Problem to work on: Reproduce all of the material below line for line, requests included. Scale only the point coordinates listed after each "Target" line by 1.5, rounding to whole numbers with halves rounded up, and leave everything else unchanged.

Input records:
# # # # # # #

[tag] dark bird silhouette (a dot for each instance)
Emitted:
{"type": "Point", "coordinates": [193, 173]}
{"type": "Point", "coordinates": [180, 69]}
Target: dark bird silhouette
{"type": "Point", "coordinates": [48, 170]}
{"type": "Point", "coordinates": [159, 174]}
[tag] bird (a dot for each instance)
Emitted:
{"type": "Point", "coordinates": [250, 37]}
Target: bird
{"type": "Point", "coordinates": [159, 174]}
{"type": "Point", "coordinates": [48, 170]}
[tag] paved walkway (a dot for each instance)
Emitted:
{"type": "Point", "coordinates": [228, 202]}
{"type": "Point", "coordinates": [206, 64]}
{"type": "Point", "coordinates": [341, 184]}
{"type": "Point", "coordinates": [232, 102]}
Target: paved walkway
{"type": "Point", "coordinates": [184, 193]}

# # # # # # #

Result of this task:
[tag] dark bird silhouette (a dot for each instance)
Emitted:
{"type": "Point", "coordinates": [193, 173]}
{"type": "Point", "coordinates": [180, 69]}
Target: dark bird silhouette
{"type": "Point", "coordinates": [72, 255]}
{"type": "Point", "coordinates": [239, 261]}
[tag] bird (a dot for each instance)
Emitted:
{"type": "Point", "coordinates": [250, 37]}
Target: bird
{"type": "Point", "coordinates": [239, 261]}
{"type": "Point", "coordinates": [72, 255]}
[tag] paved walkway (a dot for each instance)
Emitted:
{"type": "Point", "coordinates": [228, 202]}
{"type": "Point", "coordinates": [206, 64]}
{"type": "Point", "coordinates": [341, 184]}
{"type": "Point", "coordinates": [232, 102]}
Target: paved walkway
{"type": "Point", "coordinates": [276, 290]}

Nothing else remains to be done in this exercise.